*Instructions to follow*:
Pull out every line of the material below that contains the word "jacket", and list those lines in the order they appear.

*Material to process*:
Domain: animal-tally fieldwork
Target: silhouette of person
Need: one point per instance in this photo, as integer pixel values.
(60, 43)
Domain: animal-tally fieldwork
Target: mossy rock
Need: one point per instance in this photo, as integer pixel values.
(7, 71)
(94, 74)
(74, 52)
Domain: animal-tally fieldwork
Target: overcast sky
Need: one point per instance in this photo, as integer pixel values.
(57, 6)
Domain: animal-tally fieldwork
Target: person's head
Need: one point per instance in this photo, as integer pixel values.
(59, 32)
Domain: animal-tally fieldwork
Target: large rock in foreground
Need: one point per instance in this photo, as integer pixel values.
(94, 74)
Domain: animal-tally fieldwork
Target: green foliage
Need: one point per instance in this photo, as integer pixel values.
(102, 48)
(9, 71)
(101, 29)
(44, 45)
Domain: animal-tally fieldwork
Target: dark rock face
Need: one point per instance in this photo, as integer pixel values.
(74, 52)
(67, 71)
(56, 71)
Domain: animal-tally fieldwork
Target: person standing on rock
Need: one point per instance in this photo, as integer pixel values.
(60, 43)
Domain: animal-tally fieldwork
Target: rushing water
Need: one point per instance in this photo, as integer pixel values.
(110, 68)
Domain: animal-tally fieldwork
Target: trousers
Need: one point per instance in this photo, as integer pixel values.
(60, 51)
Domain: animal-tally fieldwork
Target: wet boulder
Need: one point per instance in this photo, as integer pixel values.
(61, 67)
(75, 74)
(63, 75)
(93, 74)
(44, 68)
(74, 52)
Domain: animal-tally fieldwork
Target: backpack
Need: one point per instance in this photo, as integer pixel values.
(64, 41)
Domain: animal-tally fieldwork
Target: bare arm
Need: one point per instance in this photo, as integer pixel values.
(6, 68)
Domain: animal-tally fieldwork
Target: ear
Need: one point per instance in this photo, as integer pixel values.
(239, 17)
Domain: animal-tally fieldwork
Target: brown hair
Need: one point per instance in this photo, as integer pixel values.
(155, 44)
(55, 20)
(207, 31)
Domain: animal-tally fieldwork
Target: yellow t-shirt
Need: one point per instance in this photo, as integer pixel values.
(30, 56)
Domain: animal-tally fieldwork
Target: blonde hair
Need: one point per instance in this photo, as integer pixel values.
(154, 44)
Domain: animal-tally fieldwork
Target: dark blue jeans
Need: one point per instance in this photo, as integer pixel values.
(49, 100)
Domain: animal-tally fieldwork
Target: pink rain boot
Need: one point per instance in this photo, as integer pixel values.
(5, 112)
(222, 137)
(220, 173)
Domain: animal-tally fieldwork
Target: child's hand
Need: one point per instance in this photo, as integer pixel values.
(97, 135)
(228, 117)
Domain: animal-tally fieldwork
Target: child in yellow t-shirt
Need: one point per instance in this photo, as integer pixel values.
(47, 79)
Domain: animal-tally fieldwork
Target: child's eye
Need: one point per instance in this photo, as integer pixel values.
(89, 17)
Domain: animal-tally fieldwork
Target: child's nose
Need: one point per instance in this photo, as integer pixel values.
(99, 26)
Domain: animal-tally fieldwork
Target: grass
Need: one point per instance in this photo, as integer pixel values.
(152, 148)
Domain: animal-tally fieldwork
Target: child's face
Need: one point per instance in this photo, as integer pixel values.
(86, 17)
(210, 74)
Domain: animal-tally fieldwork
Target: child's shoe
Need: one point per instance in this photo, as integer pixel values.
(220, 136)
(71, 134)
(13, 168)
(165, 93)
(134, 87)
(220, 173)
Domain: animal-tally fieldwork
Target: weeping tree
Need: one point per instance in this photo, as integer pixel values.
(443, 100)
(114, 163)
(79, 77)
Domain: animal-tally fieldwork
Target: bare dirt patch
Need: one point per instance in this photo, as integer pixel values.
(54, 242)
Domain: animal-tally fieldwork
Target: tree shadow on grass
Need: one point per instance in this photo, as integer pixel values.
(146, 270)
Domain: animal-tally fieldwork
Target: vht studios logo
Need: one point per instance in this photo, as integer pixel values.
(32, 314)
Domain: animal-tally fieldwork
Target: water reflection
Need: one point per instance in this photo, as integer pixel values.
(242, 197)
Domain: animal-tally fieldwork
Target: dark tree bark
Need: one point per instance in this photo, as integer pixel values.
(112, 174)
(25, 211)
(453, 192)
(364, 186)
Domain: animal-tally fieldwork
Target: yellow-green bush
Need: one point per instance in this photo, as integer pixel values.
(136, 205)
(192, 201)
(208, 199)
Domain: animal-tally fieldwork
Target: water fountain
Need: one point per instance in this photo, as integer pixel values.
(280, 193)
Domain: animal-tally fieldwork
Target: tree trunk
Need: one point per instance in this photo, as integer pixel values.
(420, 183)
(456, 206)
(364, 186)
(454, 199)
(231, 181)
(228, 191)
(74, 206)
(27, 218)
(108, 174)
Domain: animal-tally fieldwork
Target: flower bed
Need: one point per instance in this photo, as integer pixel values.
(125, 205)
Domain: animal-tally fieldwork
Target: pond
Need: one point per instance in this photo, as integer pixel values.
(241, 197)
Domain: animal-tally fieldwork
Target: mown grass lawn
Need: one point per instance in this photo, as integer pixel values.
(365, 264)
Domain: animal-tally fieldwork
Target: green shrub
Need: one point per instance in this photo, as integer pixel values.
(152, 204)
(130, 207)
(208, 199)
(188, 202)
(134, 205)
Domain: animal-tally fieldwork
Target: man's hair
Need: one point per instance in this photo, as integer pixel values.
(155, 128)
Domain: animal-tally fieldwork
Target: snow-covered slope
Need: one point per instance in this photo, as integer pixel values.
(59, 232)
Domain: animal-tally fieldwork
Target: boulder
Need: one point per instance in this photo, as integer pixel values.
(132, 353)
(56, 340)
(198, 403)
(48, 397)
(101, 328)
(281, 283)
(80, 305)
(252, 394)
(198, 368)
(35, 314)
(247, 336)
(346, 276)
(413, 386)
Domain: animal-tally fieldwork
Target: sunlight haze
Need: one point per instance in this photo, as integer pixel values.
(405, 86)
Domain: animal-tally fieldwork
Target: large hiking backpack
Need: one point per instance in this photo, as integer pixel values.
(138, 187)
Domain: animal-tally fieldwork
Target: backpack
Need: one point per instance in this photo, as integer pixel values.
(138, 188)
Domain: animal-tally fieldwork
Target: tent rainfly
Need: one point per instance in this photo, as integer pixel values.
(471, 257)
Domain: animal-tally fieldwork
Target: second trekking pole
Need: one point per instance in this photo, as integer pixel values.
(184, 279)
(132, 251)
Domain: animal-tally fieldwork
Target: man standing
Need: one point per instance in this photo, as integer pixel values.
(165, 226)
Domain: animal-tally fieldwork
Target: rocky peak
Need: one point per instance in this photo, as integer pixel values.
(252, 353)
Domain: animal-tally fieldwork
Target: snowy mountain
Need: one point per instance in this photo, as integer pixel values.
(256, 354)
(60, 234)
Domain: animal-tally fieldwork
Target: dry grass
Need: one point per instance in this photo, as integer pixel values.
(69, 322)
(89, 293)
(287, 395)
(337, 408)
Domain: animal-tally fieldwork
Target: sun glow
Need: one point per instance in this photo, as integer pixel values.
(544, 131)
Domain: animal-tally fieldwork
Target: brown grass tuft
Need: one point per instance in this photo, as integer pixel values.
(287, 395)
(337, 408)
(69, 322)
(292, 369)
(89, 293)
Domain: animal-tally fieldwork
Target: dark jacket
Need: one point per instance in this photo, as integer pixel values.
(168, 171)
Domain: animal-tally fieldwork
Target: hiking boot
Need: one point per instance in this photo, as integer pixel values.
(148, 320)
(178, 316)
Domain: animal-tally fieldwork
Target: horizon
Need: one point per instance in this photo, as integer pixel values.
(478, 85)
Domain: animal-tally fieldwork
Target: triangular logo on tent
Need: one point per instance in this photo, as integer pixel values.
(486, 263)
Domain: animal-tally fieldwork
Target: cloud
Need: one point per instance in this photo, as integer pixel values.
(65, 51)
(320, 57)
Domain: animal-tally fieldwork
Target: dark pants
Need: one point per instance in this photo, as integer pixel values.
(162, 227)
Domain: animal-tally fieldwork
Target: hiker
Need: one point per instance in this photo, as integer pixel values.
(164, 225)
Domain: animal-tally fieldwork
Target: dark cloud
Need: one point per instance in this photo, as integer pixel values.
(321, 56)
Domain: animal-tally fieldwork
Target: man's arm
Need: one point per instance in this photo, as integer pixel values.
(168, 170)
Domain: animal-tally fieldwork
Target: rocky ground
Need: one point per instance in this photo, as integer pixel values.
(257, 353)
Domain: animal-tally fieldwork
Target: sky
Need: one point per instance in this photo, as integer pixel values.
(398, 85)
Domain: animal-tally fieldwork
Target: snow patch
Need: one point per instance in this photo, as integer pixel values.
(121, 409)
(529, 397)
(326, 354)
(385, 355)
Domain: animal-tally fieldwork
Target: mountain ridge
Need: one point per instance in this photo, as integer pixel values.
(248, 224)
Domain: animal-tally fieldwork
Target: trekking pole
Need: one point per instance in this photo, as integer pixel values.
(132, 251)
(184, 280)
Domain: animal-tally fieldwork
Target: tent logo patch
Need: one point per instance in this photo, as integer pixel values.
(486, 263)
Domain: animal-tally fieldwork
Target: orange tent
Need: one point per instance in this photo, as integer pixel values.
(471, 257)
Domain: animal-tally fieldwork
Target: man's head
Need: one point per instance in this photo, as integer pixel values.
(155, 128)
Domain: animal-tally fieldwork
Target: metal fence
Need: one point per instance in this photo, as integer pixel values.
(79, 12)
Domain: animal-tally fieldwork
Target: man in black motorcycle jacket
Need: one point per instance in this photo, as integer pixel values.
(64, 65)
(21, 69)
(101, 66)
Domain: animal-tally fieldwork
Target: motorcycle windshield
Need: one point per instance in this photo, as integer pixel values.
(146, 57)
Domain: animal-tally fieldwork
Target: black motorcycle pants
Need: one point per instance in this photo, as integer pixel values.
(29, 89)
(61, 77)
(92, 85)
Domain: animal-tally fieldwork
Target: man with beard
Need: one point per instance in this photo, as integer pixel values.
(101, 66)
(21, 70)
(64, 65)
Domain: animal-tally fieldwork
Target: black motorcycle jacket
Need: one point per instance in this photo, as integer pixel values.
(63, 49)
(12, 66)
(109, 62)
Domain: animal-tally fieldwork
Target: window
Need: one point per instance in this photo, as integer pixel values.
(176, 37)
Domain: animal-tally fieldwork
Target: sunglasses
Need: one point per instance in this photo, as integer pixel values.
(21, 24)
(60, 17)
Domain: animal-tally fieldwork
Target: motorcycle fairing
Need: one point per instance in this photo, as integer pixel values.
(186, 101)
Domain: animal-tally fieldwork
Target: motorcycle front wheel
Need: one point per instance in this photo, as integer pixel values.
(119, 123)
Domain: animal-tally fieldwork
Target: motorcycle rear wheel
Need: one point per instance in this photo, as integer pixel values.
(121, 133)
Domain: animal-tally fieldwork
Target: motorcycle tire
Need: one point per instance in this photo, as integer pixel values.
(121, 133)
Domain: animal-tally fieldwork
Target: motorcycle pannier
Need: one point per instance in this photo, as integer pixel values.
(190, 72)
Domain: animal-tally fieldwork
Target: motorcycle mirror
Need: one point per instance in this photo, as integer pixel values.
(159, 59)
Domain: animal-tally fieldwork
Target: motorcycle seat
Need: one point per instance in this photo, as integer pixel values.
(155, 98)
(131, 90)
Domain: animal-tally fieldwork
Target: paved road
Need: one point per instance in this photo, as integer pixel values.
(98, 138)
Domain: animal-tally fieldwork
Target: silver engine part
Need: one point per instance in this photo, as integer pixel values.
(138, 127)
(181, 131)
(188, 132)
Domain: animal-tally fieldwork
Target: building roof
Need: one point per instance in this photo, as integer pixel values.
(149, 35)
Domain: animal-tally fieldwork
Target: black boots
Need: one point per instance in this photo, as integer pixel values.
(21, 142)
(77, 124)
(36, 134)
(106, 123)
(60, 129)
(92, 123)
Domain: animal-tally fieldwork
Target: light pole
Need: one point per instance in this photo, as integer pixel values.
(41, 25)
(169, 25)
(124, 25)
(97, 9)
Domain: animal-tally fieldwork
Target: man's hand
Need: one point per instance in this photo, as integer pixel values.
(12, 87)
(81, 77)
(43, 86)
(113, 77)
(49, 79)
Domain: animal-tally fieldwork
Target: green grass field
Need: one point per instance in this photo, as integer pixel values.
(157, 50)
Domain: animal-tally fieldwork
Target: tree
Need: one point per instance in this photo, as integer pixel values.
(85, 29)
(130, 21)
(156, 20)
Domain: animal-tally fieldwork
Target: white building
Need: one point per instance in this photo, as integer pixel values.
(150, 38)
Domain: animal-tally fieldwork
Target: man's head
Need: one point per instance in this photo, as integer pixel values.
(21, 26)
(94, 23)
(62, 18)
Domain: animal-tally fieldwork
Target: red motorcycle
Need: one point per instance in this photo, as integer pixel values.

*Exercise result*:
Target: dark jacket
Target: man in black motorcycle jacket
Target: black motorcycle jacket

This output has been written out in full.